[Point-based annotation data]
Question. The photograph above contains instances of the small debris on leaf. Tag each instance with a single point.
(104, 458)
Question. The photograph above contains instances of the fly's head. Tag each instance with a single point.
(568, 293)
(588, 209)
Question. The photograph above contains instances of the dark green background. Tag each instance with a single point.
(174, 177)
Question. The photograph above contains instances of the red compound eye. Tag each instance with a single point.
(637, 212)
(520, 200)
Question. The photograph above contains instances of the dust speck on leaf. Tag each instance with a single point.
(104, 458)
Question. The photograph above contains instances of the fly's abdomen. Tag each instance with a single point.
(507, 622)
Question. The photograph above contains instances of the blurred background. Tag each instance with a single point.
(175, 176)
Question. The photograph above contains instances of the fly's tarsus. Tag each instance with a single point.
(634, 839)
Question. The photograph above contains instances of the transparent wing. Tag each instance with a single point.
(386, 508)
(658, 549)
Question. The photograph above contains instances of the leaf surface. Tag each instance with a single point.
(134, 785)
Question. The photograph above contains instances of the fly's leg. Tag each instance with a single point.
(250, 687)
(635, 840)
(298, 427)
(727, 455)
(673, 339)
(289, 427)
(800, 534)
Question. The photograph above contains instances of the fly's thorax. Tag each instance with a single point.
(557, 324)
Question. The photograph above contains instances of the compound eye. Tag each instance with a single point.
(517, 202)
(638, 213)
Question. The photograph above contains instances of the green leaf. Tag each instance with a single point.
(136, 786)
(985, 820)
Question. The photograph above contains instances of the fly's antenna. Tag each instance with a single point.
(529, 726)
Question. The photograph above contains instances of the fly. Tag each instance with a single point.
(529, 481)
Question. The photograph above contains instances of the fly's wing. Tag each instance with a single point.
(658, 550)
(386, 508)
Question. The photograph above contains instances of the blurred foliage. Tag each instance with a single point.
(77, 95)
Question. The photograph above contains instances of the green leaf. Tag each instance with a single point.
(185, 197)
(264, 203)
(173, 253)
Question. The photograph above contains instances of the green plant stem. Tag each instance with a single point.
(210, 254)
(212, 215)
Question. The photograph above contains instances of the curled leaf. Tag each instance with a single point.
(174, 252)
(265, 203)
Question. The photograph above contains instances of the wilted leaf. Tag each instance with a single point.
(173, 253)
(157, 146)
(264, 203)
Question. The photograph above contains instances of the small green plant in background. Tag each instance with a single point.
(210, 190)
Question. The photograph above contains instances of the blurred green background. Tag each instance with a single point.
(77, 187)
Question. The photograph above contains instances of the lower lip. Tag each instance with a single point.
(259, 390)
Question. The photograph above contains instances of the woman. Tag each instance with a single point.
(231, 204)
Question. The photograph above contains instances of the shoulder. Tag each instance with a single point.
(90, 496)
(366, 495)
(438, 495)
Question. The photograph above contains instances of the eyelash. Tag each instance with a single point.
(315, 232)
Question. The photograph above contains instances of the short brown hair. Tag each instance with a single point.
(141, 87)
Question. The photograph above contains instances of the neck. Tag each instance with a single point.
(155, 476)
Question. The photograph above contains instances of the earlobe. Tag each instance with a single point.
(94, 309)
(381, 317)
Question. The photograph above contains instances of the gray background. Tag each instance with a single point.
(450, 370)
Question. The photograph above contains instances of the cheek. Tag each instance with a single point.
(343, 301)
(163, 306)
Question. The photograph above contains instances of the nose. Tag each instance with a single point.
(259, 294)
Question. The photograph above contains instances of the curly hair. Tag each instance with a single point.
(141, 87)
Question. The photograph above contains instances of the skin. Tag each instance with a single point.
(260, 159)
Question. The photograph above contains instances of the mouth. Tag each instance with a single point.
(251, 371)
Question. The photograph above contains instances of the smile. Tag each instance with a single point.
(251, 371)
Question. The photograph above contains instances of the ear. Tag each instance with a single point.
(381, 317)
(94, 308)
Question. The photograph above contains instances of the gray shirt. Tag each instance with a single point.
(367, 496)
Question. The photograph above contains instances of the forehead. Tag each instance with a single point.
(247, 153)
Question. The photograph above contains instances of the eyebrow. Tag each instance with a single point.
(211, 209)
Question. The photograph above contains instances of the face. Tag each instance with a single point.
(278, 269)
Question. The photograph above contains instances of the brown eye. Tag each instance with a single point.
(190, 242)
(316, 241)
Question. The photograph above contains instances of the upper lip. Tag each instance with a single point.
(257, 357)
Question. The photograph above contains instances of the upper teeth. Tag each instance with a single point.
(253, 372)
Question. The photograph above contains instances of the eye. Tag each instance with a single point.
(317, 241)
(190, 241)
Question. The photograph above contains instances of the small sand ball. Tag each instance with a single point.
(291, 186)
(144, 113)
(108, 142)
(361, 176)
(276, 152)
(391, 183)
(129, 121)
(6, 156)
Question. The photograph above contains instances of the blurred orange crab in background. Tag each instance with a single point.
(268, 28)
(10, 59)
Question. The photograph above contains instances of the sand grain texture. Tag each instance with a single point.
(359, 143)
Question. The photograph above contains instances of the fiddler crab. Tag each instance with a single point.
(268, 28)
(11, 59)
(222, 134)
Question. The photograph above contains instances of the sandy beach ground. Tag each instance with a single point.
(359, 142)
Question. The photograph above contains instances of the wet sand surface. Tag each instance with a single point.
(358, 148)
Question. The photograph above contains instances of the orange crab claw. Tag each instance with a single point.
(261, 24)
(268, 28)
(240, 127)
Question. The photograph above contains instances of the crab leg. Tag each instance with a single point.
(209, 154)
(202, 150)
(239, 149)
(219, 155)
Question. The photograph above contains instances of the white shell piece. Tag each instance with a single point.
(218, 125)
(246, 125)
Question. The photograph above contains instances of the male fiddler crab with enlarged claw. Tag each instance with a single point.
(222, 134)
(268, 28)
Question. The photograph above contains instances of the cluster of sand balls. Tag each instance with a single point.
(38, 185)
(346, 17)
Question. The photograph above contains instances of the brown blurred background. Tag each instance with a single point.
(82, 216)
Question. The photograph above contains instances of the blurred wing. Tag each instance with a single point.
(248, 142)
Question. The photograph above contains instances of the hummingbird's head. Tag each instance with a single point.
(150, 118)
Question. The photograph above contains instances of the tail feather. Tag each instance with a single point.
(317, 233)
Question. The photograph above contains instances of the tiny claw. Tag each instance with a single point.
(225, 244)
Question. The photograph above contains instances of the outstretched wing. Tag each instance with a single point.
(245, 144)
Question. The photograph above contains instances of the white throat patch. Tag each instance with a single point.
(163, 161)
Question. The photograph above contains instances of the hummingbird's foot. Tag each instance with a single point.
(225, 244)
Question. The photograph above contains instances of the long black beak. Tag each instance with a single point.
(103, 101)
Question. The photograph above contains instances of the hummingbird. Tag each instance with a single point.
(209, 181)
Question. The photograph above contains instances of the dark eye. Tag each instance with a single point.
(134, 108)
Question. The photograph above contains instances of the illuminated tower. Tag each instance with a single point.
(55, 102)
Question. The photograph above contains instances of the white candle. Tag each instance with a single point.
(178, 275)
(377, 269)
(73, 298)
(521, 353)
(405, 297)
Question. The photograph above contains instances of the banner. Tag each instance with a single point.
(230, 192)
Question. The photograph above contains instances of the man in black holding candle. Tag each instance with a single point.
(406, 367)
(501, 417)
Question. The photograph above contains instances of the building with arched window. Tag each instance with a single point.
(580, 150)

- **THE TASK**
Print again each line of the listing above, exactly as it appears.

- **WRITTEN ANSWER**
Question. The photograph above contains instances of the small debris on leaf. Tag each instance with a single point.
(104, 458)
Question. The photograph above contains instances of the fly's head. Tag each instance with a single point.
(568, 293)
(588, 209)
Question. The photograph above contains instances of the dark green background. Tag each instance with a single point.
(174, 177)
Question. The photograph above contains instances of the red compound eye. Tag each instance with a single point.
(637, 212)
(520, 200)
Question. The photograph above contains instances of the dust speck on leaf. Tag each instance with a single point.
(104, 458)
Question. The photograph above contains instances of the fly's abdomen. Tag each instance with a single point.
(507, 622)
Question. The photograph above contains instances of the blurred background. Tag each instance with a single point.
(175, 176)
Question. The photograph above contains instances of the fly's tarsus. Tag each instance with a single point.
(634, 839)
Question. The photograph above contains instances of the transparent wing. Tag each instance with a single point.
(386, 508)
(658, 549)
Question. The photograph above contains instances of the leaf surface. Tag each instance with a single point.
(134, 785)
Question. The photograph above contains instances of the fly's leg. Tag each instance with a single point.
(250, 687)
(635, 840)
(298, 427)
(727, 455)
(673, 339)
(289, 427)
(800, 534)
Question. The photograph above contains instances of the fly's thorax. Tag each instance with a single point.
(557, 324)
Question. The photograph above contains instances of the compound eye. Tag each instance with a single point.
(517, 202)
(638, 213)
Question. The photograph above contains instances of the green leaf. Tag each instance with a single point.
(136, 786)
(985, 820)
Question. The photograph above contains instances of the fly's antenna. Tag each instance with a single point.
(529, 726)
Question. The photograph above contains instances of the fly. Tag each instance with a single point.
(529, 481)
Question. The photograph above contains instances of the fly's wing. Tag each instance with a single point.
(658, 550)
(386, 508)
Question. The photograph above contains instances of the blurred foliage. Tag each instance with a single point.
(77, 95)
Question. The photograph above contains instances of the green leaf. Tag each instance with a single point.
(185, 197)
(264, 203)
(173, 253)
Question. The photograph above contains instances of the green plant stem. Tag each instance with a single point.
(210, 254)
(212, 215)
Question. The photograph above contains instances of the curled leaf. Tag each instance with a single point.
(174, 252)
(265, 203)
Question. The photograph above contains instances of the wilted leaf. Tag each instance with a single point.
(173, 253)
(157, 146)
(264, 203)
Question. The photograph above contains instances of the small green plant in background. Tag each instance with a single point.
(210, 190)
Question. The photograph above contains instances of the blurred green background. Tag each instance with a single point.
(77, 187)
Question. The photograph above contains instances of the lower lip. Tag each instance with a single point.
(259, 390)
Question. The photograph above contains instances of the woman. Tag each instance with a single point.
(231, 204)
Question. The photograph above contains instances of the shoulder. Tag each instance with a single point.
(90, 496)
(366, 495)
(438, 495)
Question. The photograph above contains instances of the eyelash. Tag each instance with a single point.
(315, 232)
Question. The photograph above contains instances of the short brown hair. Tag each instance with a single point.
(141, 87)
Question. The photograph above contains instances of the neck. Tag each instance with a single point.
(155, 476)
Question. The photograph above contains instances of the earlobe. Tag each instance with a single point.
(94, 309)
(381, 317)
Question. The photograph above contains instances of the gray background. Tag each instance with a single point.
(450, 370)
Question. The photograph above contains instances of the cheek. Tag each instance with a single point.
(343, 301)
(163, 306)
Question. The photograph above contains instances of the nose. Tag each instance with a single point.
(259, 294)
Question. The photograph above contains instances of the curly hair. Tag each instance with a single point.
(141, 87)
Question. The photograph above contains instances of the skin. Tag each instance with a single point.
(260, 159)
Question. The photograph above contains instances of the mouth. Tag each instance with a single point.
(251, 371)
Question. The photograph above contains instances of the smile. Tag each instance with a single point.
(251, 371)
Question. The photograph above contains instances of the ear. Tag each instance with a single point.
(381, 317)
(94, 308)
Question. The photograph above contains instances of the gray shirt. Tag each instance with a single point.
(367, 496)
Question. The photograph above contains instances of the forehead. Tag each instance with a single point.
(247, 153)
Question. The photograph above contains instances of the eyebrow. Tag each instance with a single point.
(211, 209)
Question. The photograph above contains instances of the face. Tag each instance with a single point.
(278, 269)
Question. The photograph above contains instances of the brown eye. Tag each instance with a single point.
(190, 242)
(316, 241)
Question. The photograph above contains instances of the upper lip. Tag each instance with a single point.
(257, 357)
Question. The photograph above contains instances of the upper teeth. Tag each instance with a single point.
(253, 372)
Question. The photograph above contains instances of the eye. Tag each instance with a single point.
(317, 241)
(190, 241)
Question. The photograph above contains instances of the small sand ball. Tag each instance with a single point.
(291, 186)
(144, 113)
(108, 142)
(361, 176)
(276, 152)
(391, 183)
(129, 121)
(6, 156)
Question. The photograph above contains instances of the blurred orange crab in background. Tag each instance with a single point.
(268, 28)
(10, 59)
Question. The photograph above contains instances of the sand grain texture. Tag each instance with a single point.
(359, 143)
Question. The photograph above contains instances of the fiddler crab. Tag each instance with a single point.
(268, 28)
(11, 59)
(222, 134)
Question. The photograph above contains instances of the sandy beach ground. Tag each instance with a single point.
(359, 142)
Question. The photograph above contains instances of the wet sand surface. Tag each instance with a single point.
(358, 148)
Question. The photograph above contains instances of the orange crab claw. Tag each instance with a single point.
(261, 24)
(268, 28)
(240, 127)
Question. The photograph above contains instances of the crab leg. Tag each instance with a single point.
(209, 154)
(202, 150)
(239, 149)
(219, 155)
Question. The photograph above contains instances of the white shell piece. Tag each instance with a single point.
(218, 125)
(246, 125)
Question. The photograph above contains instances of the male fiddler crab with enlarged claw. Tag each instance with a single point.
(222, 134)
(268, 28)
Question. The photograph above contains instances of the cluster of sand balls. Tag each instance with a single point.
(38, 185)
(346, 17)
Question. The photograph above contains instances of the brown blurred background. Tag each instance with a single point.
(82, 216)
Question. The photograph above contains instances of the blurred wing. Tag each instance with a single point.
(248, 142)
Question. The photograph above contains instances of the hummingbird's head. Tag each instance with a single point.
(150, 118)
Question. The photograph above contains instances of the tail feather. Tag each instance with a single point.
(317, 233)
Question. The photograph above contains instances of the tiny claw. Tag each instance with a single point.
(225, 244)
Question. The photograph above contains instances of the outstretched wing. Tag each instance with a single point.
(245, 144)
Question. The photograph above contains instances of the white throat patch. Tag each instance with a single point.
(163, 161)
Question. The photograph above contains instances of the hummingbird's foot. Tag each instance with a single point.
(225, 244)
Question. The photograph above contains instances of the long black beak. Tag each instance with a single point.
(103, 101)
Question. The photograph above contains instances of the hummingbird. Tag each instance with a single point.
(209, 181)
Question. The photograph above contains instances of the dark eye. Tag each instance with a single point.
(134, 108)
Question. The photograph above contains instances of the illuminated tower. Tag each instance with a single point.
(55, 102)
Question. The photograph above contains instances of the white candle. Tag each instance with a single point.
(178, 275)
(377, 269)
(73, 298)
(521, 353)
(405, 297)
Question. The photograph above contains instances of the banner. Tag each instance with a single point.
(230, 192)
Question. The photograph above contains instances of the man in black holding candle. Tag each instance with a single point.
(406, 367)
(501, 417)
Question. The photograph above contains instances of the building with arched window. Tag each instance with a single point.
(580, 150)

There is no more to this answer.